Challenge:
Copy out word for word everything from the line containing "Exercise. For every instance of the tower window" down to the line containing "point(403, 473)", including both of those lines.
--- Data for processing ---
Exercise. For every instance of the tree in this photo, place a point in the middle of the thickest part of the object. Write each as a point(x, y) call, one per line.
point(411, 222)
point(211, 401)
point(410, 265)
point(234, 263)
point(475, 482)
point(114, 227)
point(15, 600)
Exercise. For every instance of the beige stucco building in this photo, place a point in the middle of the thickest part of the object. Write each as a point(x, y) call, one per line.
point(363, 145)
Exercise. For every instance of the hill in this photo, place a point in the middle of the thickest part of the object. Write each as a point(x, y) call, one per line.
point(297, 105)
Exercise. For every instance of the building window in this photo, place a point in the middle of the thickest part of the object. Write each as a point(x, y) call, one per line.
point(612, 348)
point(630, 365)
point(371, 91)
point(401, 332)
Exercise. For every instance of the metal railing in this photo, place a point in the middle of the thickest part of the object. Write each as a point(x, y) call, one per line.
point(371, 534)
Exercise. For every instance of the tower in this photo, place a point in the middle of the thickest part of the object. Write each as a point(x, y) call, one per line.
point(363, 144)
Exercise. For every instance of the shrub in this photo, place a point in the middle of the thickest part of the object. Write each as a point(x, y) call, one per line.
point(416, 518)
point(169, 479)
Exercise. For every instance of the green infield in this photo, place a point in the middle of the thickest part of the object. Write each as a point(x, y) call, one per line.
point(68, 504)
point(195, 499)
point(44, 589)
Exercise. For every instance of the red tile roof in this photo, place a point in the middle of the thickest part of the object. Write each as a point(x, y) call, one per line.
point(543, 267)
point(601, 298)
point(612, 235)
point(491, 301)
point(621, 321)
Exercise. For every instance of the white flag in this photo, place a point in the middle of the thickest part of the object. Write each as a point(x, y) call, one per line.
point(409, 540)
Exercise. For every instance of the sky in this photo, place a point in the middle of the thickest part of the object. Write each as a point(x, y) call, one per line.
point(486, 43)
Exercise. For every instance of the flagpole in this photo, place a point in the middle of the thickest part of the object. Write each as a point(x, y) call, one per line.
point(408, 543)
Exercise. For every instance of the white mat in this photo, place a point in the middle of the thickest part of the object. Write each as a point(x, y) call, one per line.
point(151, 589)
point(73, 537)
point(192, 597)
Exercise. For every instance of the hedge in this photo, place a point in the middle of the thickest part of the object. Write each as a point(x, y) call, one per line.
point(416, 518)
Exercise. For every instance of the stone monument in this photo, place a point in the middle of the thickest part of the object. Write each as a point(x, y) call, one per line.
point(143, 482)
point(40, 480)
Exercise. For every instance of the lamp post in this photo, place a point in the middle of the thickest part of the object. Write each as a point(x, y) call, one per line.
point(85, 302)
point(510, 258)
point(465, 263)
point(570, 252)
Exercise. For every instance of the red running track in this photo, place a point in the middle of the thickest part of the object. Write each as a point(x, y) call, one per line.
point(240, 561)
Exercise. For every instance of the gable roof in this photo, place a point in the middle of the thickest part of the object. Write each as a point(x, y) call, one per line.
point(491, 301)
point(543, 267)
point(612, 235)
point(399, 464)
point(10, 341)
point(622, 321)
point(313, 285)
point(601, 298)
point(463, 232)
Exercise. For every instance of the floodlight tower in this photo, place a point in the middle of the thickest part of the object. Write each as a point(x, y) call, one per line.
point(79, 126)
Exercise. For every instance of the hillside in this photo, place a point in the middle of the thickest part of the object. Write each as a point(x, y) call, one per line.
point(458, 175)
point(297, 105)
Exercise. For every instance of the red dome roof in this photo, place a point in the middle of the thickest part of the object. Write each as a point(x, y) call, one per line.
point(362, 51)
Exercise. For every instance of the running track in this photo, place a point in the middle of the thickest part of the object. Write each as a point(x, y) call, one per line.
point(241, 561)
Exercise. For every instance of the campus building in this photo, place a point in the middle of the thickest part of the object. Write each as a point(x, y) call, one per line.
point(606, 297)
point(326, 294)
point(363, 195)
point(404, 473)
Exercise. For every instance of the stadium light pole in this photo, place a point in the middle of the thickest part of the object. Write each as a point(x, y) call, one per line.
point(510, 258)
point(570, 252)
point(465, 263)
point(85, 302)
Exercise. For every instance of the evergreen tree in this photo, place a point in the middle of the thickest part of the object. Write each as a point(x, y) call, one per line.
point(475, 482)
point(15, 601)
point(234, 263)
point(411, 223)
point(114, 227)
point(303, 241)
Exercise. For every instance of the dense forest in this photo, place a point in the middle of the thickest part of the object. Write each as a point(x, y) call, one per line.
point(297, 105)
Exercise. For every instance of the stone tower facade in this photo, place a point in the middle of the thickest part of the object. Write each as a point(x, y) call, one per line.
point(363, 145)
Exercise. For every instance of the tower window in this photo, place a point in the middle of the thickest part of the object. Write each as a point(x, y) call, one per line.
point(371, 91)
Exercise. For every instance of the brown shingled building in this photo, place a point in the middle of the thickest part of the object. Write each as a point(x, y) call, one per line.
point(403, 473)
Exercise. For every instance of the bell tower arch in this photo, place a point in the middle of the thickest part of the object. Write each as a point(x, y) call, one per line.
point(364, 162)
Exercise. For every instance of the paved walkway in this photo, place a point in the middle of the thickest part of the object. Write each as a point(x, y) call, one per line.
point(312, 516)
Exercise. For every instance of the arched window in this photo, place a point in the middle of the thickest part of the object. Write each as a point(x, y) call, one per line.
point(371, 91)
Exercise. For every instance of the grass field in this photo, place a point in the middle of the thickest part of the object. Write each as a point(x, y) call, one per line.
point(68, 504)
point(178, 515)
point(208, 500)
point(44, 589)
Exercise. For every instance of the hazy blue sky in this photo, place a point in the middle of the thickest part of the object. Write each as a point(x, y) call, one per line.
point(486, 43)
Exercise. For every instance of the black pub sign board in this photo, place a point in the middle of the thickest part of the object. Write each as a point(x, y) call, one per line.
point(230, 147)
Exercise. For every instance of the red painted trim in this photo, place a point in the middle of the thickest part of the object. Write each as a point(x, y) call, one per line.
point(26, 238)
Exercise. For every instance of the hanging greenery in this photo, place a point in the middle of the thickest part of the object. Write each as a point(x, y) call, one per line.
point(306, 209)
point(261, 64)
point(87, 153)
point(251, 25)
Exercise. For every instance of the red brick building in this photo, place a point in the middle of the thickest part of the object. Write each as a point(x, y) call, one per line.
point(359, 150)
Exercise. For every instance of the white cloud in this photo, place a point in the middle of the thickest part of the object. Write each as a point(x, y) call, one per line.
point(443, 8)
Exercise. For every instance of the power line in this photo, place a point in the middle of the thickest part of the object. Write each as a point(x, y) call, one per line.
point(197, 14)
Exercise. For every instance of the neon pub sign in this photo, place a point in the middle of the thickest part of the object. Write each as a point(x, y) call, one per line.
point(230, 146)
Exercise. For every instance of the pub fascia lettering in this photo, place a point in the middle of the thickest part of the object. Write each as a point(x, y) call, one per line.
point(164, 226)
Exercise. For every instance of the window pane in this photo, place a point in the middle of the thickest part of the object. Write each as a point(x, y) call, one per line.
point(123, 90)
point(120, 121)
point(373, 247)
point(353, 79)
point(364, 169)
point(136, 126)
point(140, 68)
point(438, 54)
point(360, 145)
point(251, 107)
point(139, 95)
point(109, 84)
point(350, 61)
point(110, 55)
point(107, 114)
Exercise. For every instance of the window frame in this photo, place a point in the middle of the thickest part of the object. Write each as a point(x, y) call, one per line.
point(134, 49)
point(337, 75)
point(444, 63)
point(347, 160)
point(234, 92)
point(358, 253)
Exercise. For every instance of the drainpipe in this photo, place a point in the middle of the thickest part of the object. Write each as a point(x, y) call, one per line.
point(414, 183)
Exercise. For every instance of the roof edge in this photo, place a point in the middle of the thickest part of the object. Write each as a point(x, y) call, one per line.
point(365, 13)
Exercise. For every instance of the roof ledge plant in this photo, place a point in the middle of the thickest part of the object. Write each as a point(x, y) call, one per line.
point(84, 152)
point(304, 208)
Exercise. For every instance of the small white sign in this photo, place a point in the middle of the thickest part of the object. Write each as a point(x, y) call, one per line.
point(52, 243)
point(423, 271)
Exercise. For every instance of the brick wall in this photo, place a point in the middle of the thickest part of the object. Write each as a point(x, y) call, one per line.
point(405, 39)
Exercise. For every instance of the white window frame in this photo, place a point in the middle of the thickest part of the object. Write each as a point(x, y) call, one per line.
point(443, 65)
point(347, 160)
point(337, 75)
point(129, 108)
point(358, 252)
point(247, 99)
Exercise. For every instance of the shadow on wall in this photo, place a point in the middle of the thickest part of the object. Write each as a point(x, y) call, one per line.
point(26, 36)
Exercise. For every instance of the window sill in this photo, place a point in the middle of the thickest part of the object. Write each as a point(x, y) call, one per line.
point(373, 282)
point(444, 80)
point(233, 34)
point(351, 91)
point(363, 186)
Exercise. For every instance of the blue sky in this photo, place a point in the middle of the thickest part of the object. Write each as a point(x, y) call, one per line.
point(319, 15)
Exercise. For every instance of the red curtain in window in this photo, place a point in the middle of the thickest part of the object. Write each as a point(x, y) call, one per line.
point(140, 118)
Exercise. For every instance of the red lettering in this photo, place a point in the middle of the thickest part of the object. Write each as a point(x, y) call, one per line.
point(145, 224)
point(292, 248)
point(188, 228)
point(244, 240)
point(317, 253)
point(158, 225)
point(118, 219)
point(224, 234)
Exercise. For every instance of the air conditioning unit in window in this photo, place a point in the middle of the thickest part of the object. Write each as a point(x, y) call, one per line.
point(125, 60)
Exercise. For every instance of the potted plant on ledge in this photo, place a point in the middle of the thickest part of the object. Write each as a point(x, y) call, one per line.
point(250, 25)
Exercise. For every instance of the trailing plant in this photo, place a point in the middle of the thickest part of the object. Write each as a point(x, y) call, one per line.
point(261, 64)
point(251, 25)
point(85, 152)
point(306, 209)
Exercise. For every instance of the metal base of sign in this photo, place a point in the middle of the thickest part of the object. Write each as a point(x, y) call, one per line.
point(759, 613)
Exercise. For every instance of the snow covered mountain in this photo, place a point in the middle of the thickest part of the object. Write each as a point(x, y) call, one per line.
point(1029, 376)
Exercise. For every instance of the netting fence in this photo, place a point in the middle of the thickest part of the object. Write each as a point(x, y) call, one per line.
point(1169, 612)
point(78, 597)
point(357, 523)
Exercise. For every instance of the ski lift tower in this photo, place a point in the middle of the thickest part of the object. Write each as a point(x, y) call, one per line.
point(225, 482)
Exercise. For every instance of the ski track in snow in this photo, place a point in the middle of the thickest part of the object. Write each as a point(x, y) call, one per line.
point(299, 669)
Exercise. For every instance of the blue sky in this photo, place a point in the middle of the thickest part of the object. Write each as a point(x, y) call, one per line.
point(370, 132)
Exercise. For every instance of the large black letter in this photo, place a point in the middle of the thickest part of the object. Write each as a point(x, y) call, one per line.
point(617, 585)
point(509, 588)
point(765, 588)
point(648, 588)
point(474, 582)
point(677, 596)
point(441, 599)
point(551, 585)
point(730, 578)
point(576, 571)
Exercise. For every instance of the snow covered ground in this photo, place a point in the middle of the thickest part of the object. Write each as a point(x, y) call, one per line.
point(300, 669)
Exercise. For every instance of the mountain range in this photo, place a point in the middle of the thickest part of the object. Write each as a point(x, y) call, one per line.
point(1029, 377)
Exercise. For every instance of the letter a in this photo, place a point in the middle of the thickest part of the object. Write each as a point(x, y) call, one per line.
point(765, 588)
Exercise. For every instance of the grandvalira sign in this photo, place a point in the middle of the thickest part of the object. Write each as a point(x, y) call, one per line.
---
Task response:
Exercise. For every instance of the tower window in this photo, place a point in the middle of the thickest part of the object. Write each as a point(x, y) call, one per line.
point(371, 91)
Exercise. For every instance of the brown shingled building in this photo, place a point in the middle of the thickest part of the object. Write each as a point(x, y) call, one per line.
point(403, 473)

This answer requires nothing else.